(Records for this exercise)

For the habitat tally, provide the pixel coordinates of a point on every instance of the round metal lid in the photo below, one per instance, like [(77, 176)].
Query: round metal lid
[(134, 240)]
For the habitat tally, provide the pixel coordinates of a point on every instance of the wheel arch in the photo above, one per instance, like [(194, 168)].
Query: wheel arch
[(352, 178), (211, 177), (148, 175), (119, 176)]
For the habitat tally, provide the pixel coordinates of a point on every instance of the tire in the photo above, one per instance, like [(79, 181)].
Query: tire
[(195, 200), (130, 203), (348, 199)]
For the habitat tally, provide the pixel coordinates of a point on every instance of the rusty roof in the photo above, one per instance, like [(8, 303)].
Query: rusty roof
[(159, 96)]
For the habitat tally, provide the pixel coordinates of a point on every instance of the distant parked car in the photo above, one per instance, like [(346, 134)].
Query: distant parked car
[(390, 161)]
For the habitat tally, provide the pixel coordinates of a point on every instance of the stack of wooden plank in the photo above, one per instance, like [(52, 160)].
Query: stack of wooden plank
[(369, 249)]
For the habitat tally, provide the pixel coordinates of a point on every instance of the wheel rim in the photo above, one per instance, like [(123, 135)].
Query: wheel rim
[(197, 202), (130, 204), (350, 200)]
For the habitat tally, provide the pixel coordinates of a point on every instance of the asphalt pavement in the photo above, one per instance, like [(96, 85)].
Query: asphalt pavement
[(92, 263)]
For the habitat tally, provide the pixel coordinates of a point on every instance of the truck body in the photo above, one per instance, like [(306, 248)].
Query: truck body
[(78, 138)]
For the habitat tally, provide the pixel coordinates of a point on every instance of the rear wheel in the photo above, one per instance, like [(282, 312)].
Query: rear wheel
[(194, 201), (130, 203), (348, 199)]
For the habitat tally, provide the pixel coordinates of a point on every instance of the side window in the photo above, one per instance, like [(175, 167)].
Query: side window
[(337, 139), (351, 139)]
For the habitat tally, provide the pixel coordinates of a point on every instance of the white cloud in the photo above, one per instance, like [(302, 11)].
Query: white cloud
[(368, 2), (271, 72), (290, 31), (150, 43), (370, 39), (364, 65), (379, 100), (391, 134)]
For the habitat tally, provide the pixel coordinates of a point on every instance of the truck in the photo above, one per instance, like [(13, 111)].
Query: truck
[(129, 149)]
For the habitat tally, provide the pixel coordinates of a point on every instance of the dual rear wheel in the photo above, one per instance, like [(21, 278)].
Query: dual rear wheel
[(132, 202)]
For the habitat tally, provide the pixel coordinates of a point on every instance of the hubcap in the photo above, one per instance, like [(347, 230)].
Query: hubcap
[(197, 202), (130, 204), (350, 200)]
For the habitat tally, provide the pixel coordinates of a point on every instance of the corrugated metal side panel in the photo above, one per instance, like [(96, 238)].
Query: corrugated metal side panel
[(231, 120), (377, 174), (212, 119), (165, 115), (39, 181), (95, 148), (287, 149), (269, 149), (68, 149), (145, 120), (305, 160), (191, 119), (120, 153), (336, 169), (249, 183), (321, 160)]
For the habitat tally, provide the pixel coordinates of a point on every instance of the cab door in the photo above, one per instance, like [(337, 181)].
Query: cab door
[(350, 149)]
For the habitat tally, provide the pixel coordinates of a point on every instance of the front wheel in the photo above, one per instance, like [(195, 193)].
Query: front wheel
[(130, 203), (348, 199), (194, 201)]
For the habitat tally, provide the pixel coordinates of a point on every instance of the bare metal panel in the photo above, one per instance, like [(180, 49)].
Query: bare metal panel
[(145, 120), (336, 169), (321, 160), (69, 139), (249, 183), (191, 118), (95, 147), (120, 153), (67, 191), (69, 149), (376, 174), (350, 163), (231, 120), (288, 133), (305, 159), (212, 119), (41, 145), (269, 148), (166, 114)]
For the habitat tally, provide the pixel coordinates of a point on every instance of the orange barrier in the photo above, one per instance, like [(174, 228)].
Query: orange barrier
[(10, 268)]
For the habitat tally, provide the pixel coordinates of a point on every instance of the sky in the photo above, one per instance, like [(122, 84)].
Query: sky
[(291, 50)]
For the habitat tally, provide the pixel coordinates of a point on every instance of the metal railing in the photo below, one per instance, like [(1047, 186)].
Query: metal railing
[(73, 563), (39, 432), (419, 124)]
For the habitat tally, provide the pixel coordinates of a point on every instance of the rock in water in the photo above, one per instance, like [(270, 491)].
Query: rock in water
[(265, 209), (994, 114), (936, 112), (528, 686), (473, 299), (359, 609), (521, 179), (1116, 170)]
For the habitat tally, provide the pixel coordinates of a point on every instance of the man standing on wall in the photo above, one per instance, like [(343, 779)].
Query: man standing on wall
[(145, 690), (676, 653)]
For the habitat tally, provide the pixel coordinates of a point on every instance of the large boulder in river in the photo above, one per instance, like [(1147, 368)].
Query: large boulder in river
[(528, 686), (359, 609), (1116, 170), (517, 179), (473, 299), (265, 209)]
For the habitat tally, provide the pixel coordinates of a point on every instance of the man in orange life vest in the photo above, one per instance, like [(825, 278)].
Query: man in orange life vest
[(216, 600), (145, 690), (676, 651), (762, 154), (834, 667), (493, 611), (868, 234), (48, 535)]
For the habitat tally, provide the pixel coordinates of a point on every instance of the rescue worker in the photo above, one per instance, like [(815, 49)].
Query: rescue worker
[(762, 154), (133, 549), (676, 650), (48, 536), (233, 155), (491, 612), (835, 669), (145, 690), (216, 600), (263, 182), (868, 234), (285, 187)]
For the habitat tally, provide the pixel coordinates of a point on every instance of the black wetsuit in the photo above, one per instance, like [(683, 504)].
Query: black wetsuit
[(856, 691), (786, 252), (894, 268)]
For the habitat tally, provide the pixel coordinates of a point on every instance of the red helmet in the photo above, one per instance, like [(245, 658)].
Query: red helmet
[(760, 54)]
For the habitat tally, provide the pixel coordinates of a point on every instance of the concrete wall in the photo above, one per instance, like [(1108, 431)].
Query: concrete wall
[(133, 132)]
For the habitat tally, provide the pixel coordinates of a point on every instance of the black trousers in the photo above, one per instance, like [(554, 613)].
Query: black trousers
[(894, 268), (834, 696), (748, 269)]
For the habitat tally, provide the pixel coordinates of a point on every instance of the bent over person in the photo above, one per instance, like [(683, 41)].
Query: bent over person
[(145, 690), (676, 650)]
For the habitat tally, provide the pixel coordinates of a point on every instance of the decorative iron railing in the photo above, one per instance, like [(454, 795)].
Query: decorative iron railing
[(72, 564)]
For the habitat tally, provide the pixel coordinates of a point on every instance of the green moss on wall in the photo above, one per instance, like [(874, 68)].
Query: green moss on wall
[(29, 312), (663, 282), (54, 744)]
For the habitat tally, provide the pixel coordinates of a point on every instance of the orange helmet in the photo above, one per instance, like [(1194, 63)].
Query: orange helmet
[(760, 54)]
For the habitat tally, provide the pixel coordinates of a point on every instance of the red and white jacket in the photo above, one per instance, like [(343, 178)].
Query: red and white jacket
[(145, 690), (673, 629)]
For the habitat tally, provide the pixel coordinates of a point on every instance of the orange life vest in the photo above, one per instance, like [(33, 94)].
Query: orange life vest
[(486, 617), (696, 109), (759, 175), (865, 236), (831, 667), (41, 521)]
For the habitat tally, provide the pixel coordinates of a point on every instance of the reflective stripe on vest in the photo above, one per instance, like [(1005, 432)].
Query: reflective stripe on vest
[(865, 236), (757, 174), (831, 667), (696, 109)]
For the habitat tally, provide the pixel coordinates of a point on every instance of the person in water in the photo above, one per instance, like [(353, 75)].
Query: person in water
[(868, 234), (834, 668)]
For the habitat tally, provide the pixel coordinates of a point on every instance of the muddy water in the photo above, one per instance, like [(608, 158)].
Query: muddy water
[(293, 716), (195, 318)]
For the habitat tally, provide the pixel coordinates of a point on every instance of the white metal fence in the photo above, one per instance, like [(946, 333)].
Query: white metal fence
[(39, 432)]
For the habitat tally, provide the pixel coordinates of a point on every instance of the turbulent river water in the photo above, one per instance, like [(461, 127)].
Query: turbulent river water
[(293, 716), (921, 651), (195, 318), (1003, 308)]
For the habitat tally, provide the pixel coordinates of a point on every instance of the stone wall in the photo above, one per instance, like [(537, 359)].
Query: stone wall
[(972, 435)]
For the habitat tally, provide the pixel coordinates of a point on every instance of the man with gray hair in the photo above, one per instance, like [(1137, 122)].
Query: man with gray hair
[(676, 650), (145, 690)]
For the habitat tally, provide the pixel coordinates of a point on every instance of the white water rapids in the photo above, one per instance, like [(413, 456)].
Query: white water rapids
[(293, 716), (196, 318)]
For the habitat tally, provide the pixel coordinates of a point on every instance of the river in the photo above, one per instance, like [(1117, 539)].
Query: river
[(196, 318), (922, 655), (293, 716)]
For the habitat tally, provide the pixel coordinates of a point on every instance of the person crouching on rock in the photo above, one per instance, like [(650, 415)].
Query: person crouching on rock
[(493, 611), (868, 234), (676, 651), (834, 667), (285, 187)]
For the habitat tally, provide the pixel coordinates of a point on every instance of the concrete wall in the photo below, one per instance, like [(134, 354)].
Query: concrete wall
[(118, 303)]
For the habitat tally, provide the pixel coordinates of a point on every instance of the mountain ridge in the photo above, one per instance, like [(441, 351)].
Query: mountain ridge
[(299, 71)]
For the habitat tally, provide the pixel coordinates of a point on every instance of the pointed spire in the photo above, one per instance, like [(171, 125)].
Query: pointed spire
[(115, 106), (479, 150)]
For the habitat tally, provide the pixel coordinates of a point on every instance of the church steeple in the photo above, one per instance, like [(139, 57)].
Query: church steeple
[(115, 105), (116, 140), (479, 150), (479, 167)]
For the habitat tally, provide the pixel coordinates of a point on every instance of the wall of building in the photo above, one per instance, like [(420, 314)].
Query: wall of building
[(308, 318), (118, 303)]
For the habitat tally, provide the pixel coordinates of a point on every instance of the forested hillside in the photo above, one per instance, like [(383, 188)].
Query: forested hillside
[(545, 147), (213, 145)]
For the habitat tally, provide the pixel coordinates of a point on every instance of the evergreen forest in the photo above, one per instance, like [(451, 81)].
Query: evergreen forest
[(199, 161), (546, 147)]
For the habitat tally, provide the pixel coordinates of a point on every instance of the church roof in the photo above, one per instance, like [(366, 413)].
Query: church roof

(End Records for this exercise)

▶ Work instructions
How many of the lines in the material hold the word "below"? Give that number alone.

▶ Reply to the task
3